◆ 設問 1 ◆
抽出テキストにある次の文を英語に訳しなさい。「フランクは、エレピ2台(フェンダーローズとウーリッツァー)と生ピアノを駆使。」

#### 抽出テキスト

セオドア“トレズ”ギルバート(ベース)、“ジョイ”ウィリアムス(ドラム)、ジミー・ヤング(パーカッション)の3人とフランク・マッコムによる4人編成。フランクは、エレピ2台(フェンダーローズとウーリッツァー)と生ピアノを駆使。終盤に、上部のカヴァーを取り外して、エレピの調律をしながら即興演奏するというハプニングも(でも無事に演奏)。
今回は、ジャズ・セッション・ライヴ風に、フランクのヴォーカル・パート以外は、即興風にバンドと絡むというスタイルだったので、ヴォーカルが少なめ、1曲が長めで、曲数としては10曲もいかなかったが、発想力あふれるセッション・プレイが堪能出来た。
赤いベースボールキャップ被っていた。以前観に行った時も赤いものを身に着けていたような。
赤が好きなんだろうか。それともクリスマス仕様なのか。それは謎だった。
◇◇◇
伸びやかな声。たゆたう音の滴。

########
#### エントリー一覧

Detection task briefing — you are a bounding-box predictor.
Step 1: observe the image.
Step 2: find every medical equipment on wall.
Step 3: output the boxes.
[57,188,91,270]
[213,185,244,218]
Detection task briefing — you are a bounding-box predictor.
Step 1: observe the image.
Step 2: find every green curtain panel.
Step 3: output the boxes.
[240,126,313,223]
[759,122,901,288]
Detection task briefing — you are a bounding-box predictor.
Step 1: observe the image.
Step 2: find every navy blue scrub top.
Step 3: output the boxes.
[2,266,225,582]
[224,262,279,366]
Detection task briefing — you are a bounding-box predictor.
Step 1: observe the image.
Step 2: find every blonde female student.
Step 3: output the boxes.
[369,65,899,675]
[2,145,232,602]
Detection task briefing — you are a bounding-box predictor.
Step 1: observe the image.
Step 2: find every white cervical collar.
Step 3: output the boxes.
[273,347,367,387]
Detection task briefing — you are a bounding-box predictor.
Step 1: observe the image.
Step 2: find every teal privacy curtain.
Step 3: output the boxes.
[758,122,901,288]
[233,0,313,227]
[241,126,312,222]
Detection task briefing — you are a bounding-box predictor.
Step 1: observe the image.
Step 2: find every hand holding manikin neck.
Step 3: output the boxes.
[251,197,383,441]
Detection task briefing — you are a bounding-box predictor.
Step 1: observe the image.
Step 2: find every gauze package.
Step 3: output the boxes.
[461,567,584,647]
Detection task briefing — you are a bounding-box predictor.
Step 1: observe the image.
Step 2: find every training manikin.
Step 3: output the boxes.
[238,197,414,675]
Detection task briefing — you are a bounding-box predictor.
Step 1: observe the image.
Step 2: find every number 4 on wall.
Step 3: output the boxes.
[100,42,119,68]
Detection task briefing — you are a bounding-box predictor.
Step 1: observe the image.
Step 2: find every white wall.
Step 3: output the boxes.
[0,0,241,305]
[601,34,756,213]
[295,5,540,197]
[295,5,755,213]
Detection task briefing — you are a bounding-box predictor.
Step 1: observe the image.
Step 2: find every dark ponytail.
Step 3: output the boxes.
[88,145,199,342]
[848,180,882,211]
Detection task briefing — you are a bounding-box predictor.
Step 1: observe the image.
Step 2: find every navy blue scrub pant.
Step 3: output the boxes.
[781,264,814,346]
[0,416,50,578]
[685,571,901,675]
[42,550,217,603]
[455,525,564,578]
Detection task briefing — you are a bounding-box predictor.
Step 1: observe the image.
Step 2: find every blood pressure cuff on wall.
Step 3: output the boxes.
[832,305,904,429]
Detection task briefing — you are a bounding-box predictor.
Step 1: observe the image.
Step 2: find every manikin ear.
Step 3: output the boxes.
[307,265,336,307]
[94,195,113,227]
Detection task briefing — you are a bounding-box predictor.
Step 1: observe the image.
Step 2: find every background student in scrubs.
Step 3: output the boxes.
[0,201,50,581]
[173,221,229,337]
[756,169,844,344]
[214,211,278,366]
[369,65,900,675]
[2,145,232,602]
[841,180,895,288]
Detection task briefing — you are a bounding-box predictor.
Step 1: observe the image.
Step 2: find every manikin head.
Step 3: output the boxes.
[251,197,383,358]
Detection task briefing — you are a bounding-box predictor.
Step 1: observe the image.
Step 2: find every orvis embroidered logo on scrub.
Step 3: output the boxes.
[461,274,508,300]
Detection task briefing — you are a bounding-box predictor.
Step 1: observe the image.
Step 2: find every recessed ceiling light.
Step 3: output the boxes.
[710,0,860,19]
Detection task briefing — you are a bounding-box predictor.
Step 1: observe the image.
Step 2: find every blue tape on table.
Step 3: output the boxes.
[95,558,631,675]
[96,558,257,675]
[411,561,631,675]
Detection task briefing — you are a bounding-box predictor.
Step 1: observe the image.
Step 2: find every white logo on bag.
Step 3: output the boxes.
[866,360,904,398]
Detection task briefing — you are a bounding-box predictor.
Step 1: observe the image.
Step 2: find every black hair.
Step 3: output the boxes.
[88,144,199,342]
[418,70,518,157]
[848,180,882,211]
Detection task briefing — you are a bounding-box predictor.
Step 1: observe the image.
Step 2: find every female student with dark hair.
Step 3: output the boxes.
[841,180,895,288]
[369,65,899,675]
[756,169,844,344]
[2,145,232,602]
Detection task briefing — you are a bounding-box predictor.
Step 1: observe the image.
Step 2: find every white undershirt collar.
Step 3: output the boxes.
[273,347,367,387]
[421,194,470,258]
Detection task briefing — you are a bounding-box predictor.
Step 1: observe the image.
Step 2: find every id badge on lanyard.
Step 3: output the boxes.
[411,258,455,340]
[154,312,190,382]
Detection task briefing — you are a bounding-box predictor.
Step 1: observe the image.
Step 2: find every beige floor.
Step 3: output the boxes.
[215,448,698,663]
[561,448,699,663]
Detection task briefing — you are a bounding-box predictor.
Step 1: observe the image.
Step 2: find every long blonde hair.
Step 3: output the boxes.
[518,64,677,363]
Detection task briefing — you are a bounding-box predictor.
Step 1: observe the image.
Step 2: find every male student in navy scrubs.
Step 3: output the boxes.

########

◆ 設問 2 ◆
エントリーの中から「blue」という語を含む行をすべて探し出し、一行ずつ書き写しなさい。

◆ 正答 1 ◆
Frank made full use of two electric pianos (a Fender Rhodes and a Wurlitzer) and an acoustic piano.

◆ 正答 2 ◆
Step 2: find every navy blue scrub top.
Step 2: find every navy blue scrub pant.
Step 2: find every blue tape on table.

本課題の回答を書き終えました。